Extract:
Alex, your new film … Let me just say, it is a mindblower. It's a dense work, maybe not the most upbeat or lightweight of viewing experiences, but urgently important for anyone who wants to learn more about the strange and puzzling subject of contemporary Russia. 

The film is called "Citizen K," and it opened this week in New York, with more cities and home video to follow, of course. So who is Citizen K?

He's a guy named Mikhail Khodorkovsky. And he was, at one time, Russia's richest man.

One of those, whatever it was, six or seven oligarchs —

Seven oligarchs, who at one time owned 50% of the Russian economy. So if you're wondering how things are going in the United States. Well, they got there in Russia, right.

Yes. Really fast.

Really fast, yeah. Within a period of about eight years. So, Mikhail Khodorkovsky was Russia's richest man. And then, in the days after Putin became president —

Which was at the very end of 1999, oddly enough. 

At the very end, right on the eve of Y2K. Just as the computers turned, so did Putin become president.

It's all like a thriller, right? And your film is rather like a thriller.

Right, it is, and by intent. We sort of call it "Once Upon a Time in the East."

At a certain point, Khodorkovsky, who has enormous power, goes toe to toe with Putin. In a live broadcast about corruption, calls out Putin, and basically accuses him of corruption. Some months later, Khodorkovsky is on his way to a Siberian prison.

Just by coincidence.

Yeah! And he spends 10 years there. And it really looked like he might spend the rest of his life there. But Putin, for all sorts of reasons, decides to pardon him in 2013, on the Eve of the Sochi [Winter] Olympics. He was getting a lot of international pressure. Because, by this time, the oligarch had become a full-blown dissident, who had enormous valence throughout the world, in terms of criticizing Russia.

So Putin lets him out of prison, boots him out of the country and Khodorkovsky finds himself in exile, where he is today, in London, operating an outfit called Open Russia, which is dedicated to inculcating civic values in Russia, but also, uncovering corruption, the trails of corruption and infighting.

Of which I hear tell there's a fair amount in Russia.

Yeah, it just so happens. It's fertile ground.

So this guy is an important connecting figure from the fall of the Soviet Union through that crazy chaotic, anarchic period afterward, including the experiment with democracy, the Boris Yeltsin regime, the privatization of the economy and then the rise of Putin. What role does Khodorkovsky play in that period of time, in connecting those periods?

Well, I mean, he's one of those people, who — when Russia went kind of cold turkey on Communism, suddenly they were supposed to become instant capitalists. There were very few people on the ground in Russia who understood that or were prepared for that. Khodorkovsky was one of those people. as they say in the movie, he knew how to play the game.

Excerpted data:

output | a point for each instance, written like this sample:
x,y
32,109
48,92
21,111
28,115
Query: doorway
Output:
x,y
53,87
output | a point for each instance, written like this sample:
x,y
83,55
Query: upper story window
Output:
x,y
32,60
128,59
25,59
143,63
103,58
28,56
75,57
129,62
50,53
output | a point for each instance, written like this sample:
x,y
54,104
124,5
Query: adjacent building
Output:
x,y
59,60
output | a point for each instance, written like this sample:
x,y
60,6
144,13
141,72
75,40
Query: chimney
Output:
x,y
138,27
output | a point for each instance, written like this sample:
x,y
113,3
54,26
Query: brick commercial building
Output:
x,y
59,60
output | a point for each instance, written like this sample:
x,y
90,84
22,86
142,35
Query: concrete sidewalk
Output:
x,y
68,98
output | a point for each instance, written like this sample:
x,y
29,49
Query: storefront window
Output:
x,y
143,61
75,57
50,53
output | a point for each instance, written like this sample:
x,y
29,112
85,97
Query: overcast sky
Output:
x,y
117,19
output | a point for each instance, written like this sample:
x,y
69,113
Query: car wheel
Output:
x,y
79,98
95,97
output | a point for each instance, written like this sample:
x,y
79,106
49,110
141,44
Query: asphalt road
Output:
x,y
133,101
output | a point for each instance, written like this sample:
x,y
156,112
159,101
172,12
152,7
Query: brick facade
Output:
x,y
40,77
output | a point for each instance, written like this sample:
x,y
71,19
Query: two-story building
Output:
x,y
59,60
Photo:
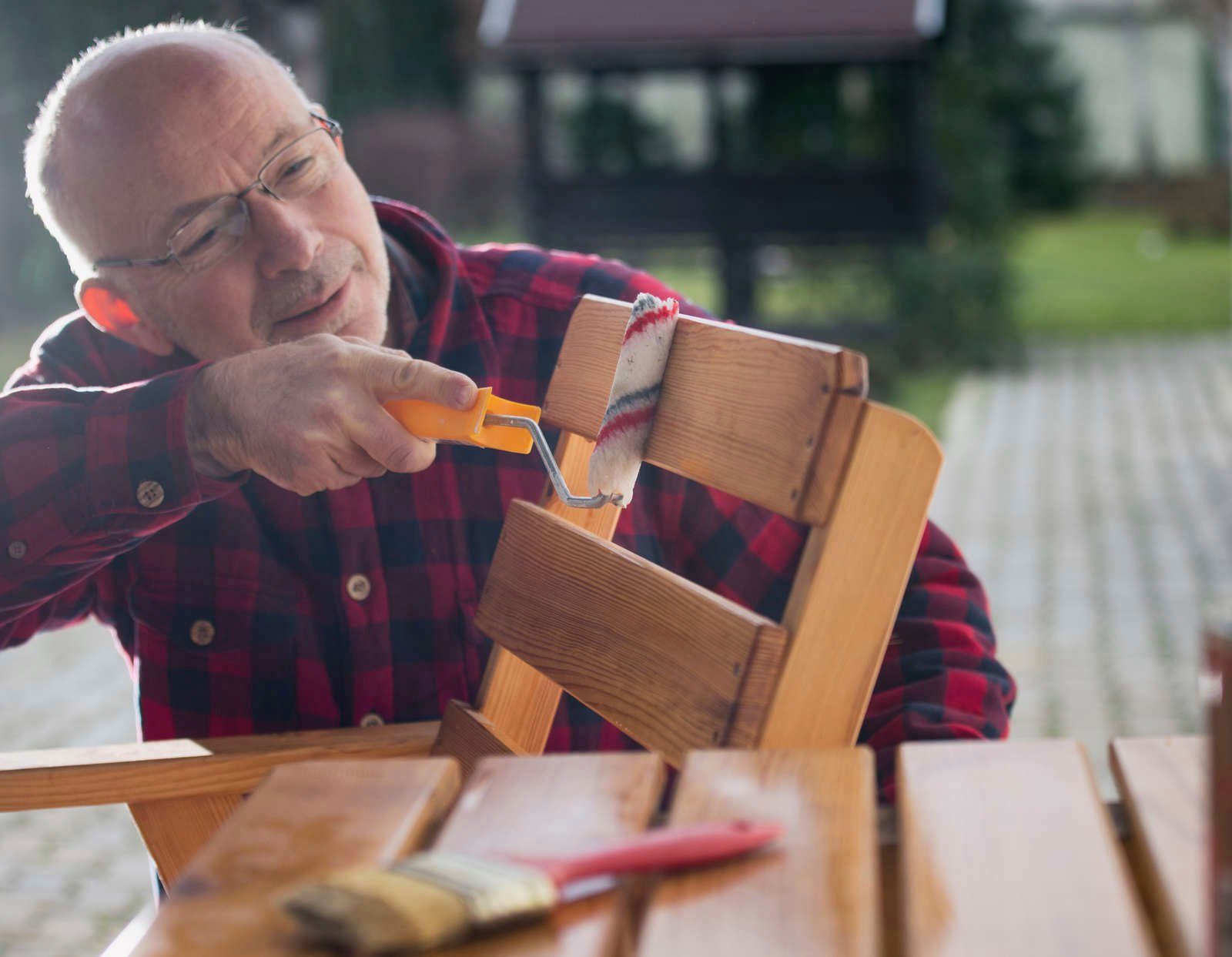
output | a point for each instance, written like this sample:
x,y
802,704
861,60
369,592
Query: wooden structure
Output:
x,y
995,849
739,197
779,421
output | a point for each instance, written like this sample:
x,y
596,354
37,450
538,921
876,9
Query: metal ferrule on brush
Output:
x,y
494,891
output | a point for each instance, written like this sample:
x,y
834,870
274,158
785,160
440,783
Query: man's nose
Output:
x,y
286,232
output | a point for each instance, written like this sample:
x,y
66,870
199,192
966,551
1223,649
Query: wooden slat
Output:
x,y
548,806
1163,782
174,829
517,698
467,735
838,433
816,893
1007,849
306,821
850,583
741,409
659,657
132,774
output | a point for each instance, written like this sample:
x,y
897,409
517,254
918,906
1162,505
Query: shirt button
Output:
x,y
201,632
359,587
149,494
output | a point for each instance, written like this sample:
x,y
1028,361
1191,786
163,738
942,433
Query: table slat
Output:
x,y
303,821
816,893
1007,849
554,806
1163,782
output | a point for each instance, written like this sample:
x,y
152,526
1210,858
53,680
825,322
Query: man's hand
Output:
x,y
307,415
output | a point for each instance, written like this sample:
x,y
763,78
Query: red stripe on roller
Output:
x,y
650,318
625,421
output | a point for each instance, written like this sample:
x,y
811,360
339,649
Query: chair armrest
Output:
x,y
122,774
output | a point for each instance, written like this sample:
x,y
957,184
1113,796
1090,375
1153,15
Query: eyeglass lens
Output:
x,y
297,170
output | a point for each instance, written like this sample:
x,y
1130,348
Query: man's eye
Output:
x,y
296,170
201,242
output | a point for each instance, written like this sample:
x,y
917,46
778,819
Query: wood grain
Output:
x,y
1007,849
850,583
517,698
816,893
656,654
467,735
174,829
1163,782
306,821
132,774
548,806
741,409
838,435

Objective 1: According to the interview about the film "Citizen K," what is the name of the organization Khodorkovsky runs from exile in London?
Objective 2: Carry on the interview about the film "Citizen K" from the point where it stops.

Response 1: Open Russia.

Response 2:
Yeah, I love that story. He tells you that he had checked out a book from the library about how commercial banking worked.

Exactly! It was like Banking 101. He went through it: "First, you take a deposit," and so on. He got it. He made a grubstake of, by all accounts, selling black market blue jeans and computers. And then there was this wild period in Russia, where they took a lot of the small and medium-sized state companies, and issued vouchers for them, sort of like stock certificates.

I didn't know about that. That was so crazy! Explain what those vouchers were, and how they worked.

Well, the vouchers were, basically, a piece of a [previously state-owned] company. So you've got a little piece of the company, and anything you can sell that voucher for — it was worth about 40 bucks, they figured ...

Every Russian or former Soviet citizen got one of those, right?

Every citizen got one. And you could sell it, or you could hang onto it, hoping that your enterprise was going to be worth something, and you'd get a Volga, they said, which was a Russian car.

Right. One of those cars that fell apart immediately, at least according to rumor.

Exactly, yeah. Maybe they were worth less than 40 bucks, those Volgas. But the idea was you, you got a piece of the rock, you were invested, right? Which in theory was good. But first of all, they priced these things way too low. And second of all, nobody really knew what to do with them, except for people like Khodorkovsky.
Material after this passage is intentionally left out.